» 提示された文章:
┌──
みずがめ座
透明な幽霊の複合体
命の点滅
今週のみずがめ座は、「蜩のなき代わりしははるかかな」(中村草田男)という句のごとし。あるいは、遠く離れた同志との交感を昂ぶらせていくような星回り。
初秋の夕暮れ時、よく鳴いていた蜩(ひぐらし)が鳴き終わり、また別のひぐらしが鳴き始めた。その別のひぐらしはかなり遠くの方で鳴いているようだ。
句意としてはそんなところでしょうか。ひぐらしがそうして鳴き継いでいくことで、夏はまだ完全に終わっておらず、秋はその兆しはあっても深まらない。一匹のひぐらしが死んでも、また別のひぐらしがまだ自分は生きていると名乗り出さえすれば、そうして命脈は保たれていくのです。
まるで宮沢賢治の『春と修羅』の冒頭に出て来る「有機交流電燈」のように、「はるか」な距離を隔てたはずのひぐらし同士がまるでひとつの現象のように、明滅し交感しあっているようでもあります。
ひとつの文明の終わりにおいてこそ文化の灯は煌々と燃え盛るように、何かを終わらせまいとする時には、それまでバラバラだったものがひとつとなって光りはじめることがありますが、そうした生物の本能は今のみずがめ座にとっても大事な指針となるはず。
26日未明にみずがめ座から数えて「一つのビジョン」を意味する11番目のいて座で上弦の月を迎えていく今週のあなたもまた、自分がいったい何の終焉に反応しているのか、そして、同じように反応している仲間といかに交感していけるのかが、改めて問われていくことになりそうです。
└──
画像に基づくグラウンディング用データ:
┌──
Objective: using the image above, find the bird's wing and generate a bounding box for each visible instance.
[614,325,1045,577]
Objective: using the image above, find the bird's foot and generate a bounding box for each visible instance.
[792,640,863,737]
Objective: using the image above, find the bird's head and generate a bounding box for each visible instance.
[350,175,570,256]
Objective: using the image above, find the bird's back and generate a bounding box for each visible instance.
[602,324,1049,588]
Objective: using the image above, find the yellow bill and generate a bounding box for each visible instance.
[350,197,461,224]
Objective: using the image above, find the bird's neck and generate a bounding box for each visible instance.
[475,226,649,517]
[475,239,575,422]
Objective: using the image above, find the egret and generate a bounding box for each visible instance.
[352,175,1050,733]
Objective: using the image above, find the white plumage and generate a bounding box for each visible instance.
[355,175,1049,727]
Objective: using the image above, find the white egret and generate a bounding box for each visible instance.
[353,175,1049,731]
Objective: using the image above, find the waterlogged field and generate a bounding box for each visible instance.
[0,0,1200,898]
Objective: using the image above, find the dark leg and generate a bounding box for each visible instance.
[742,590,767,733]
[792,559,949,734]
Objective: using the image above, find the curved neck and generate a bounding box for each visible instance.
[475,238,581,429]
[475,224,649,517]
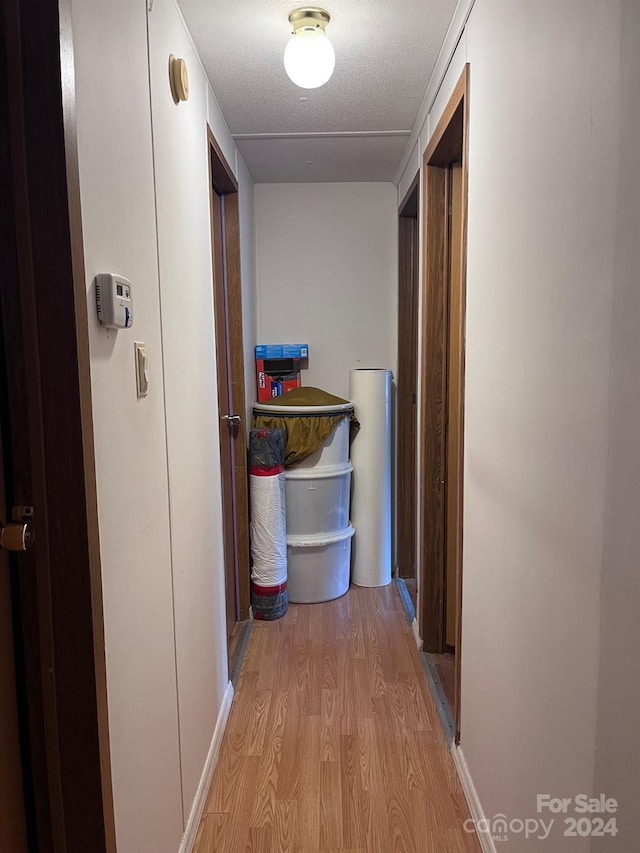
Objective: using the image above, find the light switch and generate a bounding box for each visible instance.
[133,341,149,397]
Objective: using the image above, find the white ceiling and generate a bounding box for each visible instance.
[179,0,456,183]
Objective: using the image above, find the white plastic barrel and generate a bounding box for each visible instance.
[287,525,354,604]
[285,462,353,536]
[253,402,354,604]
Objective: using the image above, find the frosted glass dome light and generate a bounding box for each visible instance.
[284,8,336,89]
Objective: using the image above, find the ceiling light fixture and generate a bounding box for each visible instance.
[284,6,336,89]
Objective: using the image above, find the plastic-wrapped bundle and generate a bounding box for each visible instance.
[249,429,288,620]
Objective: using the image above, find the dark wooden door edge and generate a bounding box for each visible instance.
[207,126,250,620]
[396,173,420,578]
[2,0,115,853]
[419,64,469,743]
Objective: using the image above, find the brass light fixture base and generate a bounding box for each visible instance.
[289,6,331,33]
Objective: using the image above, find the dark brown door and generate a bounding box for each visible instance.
[212,189,239,643]
[396,181,418,579]
[445,163,463,649]
[0,423,29,853]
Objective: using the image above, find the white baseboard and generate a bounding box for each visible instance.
[178,682,233,853]
[411,618,422,652]
[451,741,497,853]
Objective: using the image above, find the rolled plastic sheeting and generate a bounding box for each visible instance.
[249,430,288,620]
[349,369,393,586]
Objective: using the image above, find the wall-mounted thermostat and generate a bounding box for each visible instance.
[96,272,133,329]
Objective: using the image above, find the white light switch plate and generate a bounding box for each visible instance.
[133,341,149,397]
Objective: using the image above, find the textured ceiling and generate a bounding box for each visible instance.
[179,0,456,183]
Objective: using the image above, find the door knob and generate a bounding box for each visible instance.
[0,521,34,551]
[222,415,242,426]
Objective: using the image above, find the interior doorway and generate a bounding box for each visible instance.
[208,130,249,662]
[419,65,469,743]
[396,175,420,610]
[0,406,29,853]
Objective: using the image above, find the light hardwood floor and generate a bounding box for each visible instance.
[195,584,480,853]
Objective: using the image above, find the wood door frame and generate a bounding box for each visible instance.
[419,63,469,743]
[207,125,250,621]
[396,172,420,580]
[0,0,116,853]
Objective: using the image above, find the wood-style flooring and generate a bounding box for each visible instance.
[195,584,480,853]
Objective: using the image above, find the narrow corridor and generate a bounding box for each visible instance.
[195,584,480,853]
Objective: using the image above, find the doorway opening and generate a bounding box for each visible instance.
[419,65,469,743]
[396,174,420,611]
[207,128,249,673]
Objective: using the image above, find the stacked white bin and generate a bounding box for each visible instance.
[254,403,354,604]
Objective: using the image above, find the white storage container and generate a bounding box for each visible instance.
[287,525,354,604]
[285,462,353,536]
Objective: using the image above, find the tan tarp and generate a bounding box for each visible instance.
[251,387,358,465]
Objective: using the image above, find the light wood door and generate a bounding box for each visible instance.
[0,420,28,853]
[212,189,239,643]
[396,185,418,578]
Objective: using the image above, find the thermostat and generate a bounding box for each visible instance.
[96,272,133,329]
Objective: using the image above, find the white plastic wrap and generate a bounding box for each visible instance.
[249,472,287,586]
[349,369,392,586]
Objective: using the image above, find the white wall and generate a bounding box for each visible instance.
[592,0,640,853]
[401,0,626,853]
[73,0,255,853]
[72,0,183,853]
[254,183,398,398]
[238,154,258,428]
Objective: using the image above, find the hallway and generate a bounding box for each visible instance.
[195,584,480,853]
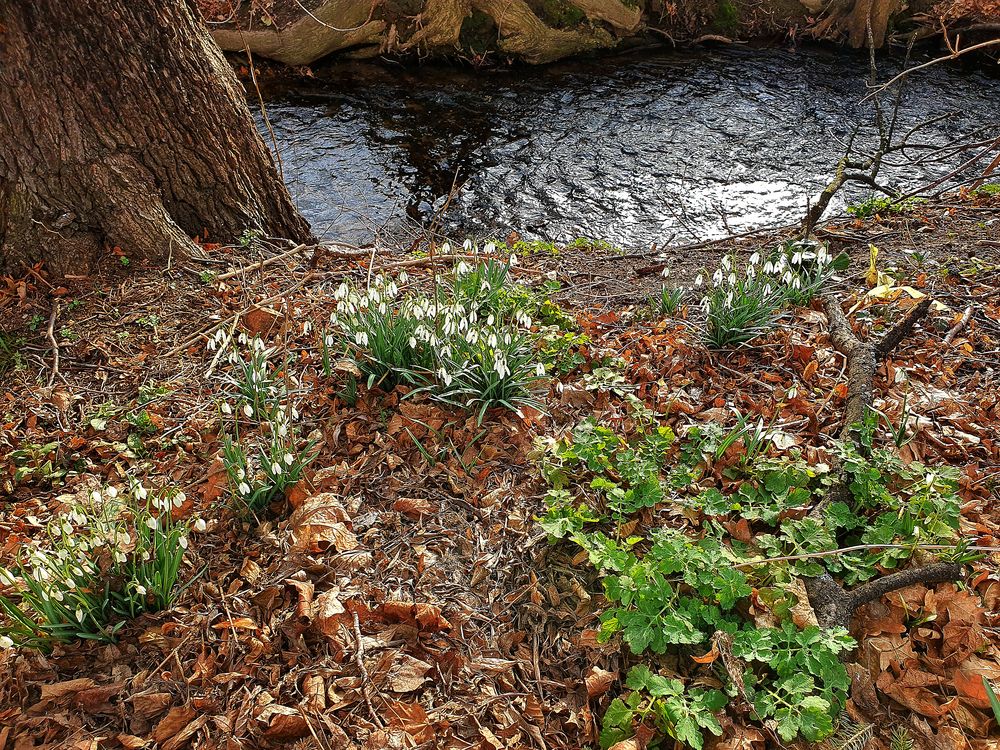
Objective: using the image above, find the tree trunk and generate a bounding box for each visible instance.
[0,0,310,274]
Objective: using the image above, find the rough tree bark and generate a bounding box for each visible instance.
[0,0,310,274]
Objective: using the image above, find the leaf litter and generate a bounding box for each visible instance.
[0,197,1000,750]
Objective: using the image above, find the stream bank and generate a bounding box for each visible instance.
[199,0,1000,66]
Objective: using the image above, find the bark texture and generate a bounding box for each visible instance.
[0,0,309,274]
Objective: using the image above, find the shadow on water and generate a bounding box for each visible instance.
[256,48,1000,246]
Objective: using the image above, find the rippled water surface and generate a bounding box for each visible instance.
[265,48,1000,247]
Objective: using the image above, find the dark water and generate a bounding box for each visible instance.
[256,48,1000,247]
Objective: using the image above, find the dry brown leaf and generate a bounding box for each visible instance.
[584,666,618,698]
[288,492,359,552]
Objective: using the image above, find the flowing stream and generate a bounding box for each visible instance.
[258,47,1000,247]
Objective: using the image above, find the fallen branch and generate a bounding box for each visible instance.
[46,300,59,388]
[944,305,972,346]
[805,563,962,629]
[804,297,962,628]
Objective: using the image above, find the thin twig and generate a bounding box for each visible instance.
[48,299,59,388]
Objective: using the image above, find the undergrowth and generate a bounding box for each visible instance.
[540,419,959,749]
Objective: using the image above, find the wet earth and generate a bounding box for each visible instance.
[257,47,1000,248]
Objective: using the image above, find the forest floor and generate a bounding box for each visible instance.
[0,194,1000,750]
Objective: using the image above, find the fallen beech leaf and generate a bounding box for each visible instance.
[584,667,618,698]
[288,492,359,552]
[691,641,719,664]
[152,706,198,742]
[387,653,432,693]
[380,601,451,633]
[257,703,309,742]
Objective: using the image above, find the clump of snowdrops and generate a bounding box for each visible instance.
[209,332,316,517]
[695,240,847,349]
[326,241,545,420]
[0,482,205,650]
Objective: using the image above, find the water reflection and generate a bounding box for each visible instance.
[256,49,1000,246]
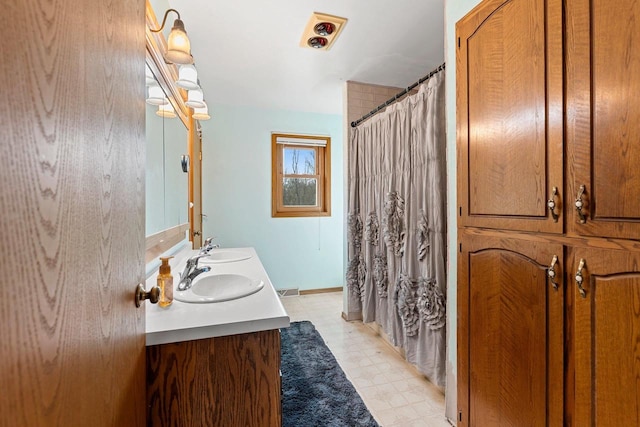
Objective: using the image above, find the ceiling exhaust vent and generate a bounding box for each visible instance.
[300,12,347,50]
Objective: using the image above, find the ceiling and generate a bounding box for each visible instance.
[166,0,444,114]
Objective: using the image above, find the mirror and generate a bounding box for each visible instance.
[145,67,189,236]
[145,0,202,264]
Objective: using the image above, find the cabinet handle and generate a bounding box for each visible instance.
[547,255,560,291]
[135,283,160,307]
[547,187,560,226]
[576,184,587,224]
[576,258,587,298]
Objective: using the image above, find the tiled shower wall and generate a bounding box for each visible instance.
[345,82,403,127]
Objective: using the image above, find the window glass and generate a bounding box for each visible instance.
[283,146,316,175]
[282,178,318,206]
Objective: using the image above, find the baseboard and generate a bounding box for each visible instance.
[300,286,342,295]
[276,288,300,297]
[342,311,362,322]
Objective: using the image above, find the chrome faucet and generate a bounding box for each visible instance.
[200,237,220,254]
[178,253,211,291]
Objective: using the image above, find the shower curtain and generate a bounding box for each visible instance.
[347,71,447,386]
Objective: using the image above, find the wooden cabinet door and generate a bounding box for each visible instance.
[0,0,146,427]
[458,233,564,427]
[456,0,563,233]
[566,0,640,240]
[570,249,640,427]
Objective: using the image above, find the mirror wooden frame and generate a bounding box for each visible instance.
[145,0,202,263]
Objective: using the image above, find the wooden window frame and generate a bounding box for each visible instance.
[271,133,331,218]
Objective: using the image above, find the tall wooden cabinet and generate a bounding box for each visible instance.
[456,0,640,427]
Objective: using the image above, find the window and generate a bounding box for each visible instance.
[271,133,331,217]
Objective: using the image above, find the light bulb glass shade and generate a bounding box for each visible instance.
[147,84,169,105]
[164,19,193,64]
[193,101,211,120]
[185,89,206,108]
[176,64,200,90]
[156,104,177,119]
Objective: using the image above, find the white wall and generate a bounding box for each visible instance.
[444,0,480,420]
[201,104,344,290]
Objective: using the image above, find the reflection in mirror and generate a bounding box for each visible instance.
[145,67,189,236]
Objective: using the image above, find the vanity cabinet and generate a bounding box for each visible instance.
[146,329,282,427]
[456,0,640,427]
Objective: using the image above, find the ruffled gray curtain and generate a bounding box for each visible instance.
[347,71,447,386]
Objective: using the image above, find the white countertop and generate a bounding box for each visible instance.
[146,248,290,345]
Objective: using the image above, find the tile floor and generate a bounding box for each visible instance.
[282,292,450,427]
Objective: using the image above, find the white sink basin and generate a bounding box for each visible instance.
[200,249,251,264]
[174,274,264,303]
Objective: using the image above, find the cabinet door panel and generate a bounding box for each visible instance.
[458,232,563,427]
[457,0,563,233]
[573,249,640,427]
[567,0,640,239]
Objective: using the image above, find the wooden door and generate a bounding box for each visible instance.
[566,0,640,240]
[570,249,640,427]
[0,0,145,426]
[456,0,564,233]
[458,232,563,427]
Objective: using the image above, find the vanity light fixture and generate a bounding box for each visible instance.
[193,101,211,120]
[176,64,200,90]
[185,89,206,108]
[150,9,193,64]
[147,82,169,105]
[156,103,177,119]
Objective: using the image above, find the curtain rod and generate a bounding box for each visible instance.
[351,63,445,128]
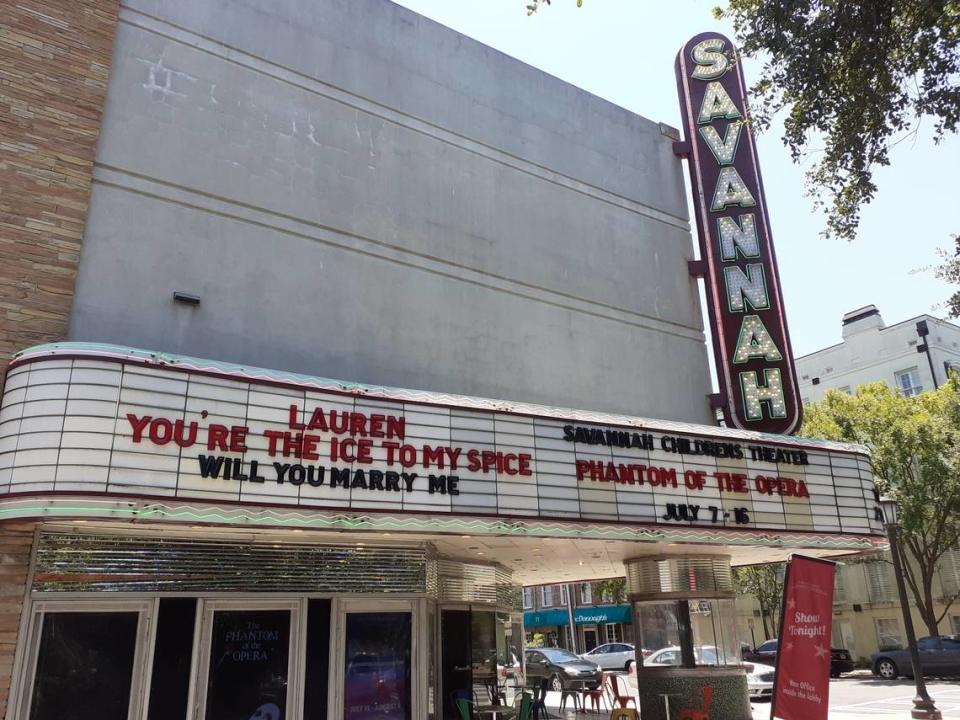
└──
» やってみよう:
みずがめ座の占いの文章を、最後の文の後から引き継いで書き進めなさい。 これらの記録は、みずがめ座の占いの文章とは関係がありません。

» 練習問題の解答:
力の交流
不幸とかネガティブなことがあると、私たちは個人として力が失われたと感じてしまいますが、それが徹底して力を失っていって、ある極点を超えるところまでいくと、どうもかえって別の力を得ていくということがあるのだということ。それが今週のみずがめ座が直面していきやすいテーマなのだと言えるでしょう。
これは例えば、介護や医療の現場などで、病人や弱者とされている人達が、かえって周囲の人を支え、元気づけ、時に大きな変容をもたらしていく光景などを見たことがある人であれば、比較的想像しやすいはずです。
病気の子供を看病する親は、「自分が支えなければこの子は死んでしまう」という思いにさらされることで、「自分にしかできないことがあった」という気付きを得ていくのです。
そういう自分のかけがえのなさみたいなものを教わることがあるとすれば、それは不意に誰かの弱さやはかなさに心打たれてしまった時に他ならないはずです。
今週のあなたもまた、自分だけは死なないつもりで生きていくことをいったんやめて、自分は死んでしまうかも知れないし、現に死につつあるということを、もっと真剣に考え、問いを深めてみるといいかも知れません。